WHAT THE TASK REQUIRES: Would it be possible to copy exactly the lines from the one containing "Your task is to find every instance of gabled" to the end of the entries, including both and nothing else?

Collected data:

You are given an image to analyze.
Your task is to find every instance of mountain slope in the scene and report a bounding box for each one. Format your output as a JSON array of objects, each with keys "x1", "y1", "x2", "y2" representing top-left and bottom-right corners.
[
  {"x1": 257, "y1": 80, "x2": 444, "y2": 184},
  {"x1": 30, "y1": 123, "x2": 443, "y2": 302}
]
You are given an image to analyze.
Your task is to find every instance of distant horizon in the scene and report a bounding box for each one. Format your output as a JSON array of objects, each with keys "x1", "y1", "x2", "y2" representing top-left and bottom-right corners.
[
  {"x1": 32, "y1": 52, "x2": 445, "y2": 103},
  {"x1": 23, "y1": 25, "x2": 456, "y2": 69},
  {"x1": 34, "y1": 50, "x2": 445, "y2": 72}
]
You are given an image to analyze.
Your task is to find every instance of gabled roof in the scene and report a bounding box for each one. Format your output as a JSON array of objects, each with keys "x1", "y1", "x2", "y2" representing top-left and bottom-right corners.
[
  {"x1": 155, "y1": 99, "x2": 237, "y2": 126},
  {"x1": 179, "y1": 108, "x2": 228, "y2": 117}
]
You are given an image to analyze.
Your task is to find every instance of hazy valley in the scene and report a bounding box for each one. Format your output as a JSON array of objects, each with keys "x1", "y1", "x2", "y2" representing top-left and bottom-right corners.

EXERCISE RESULT:
Your task is to find every instance of gabled roof in the scene and report a bounding box for each one. Format your output as a JSON array of objects, each with keys "x1", "y1", "x2", "y2" representing top-left and bottom-right corners.
[
  {"x1": 155, "y1": 99, "x2": 237, "y2": 126},
  {"x1": 179, "y1": 108, "x2": 228, "y2": 117}
]
You are given an image to analyze.
Your task is to find every instance of hazy valley in the scene and report a bounding box for each one. Format your output as a JSON array of objects, each with keys "x1", "y1", "x2", "y2" representing top-left and bottom-right corners.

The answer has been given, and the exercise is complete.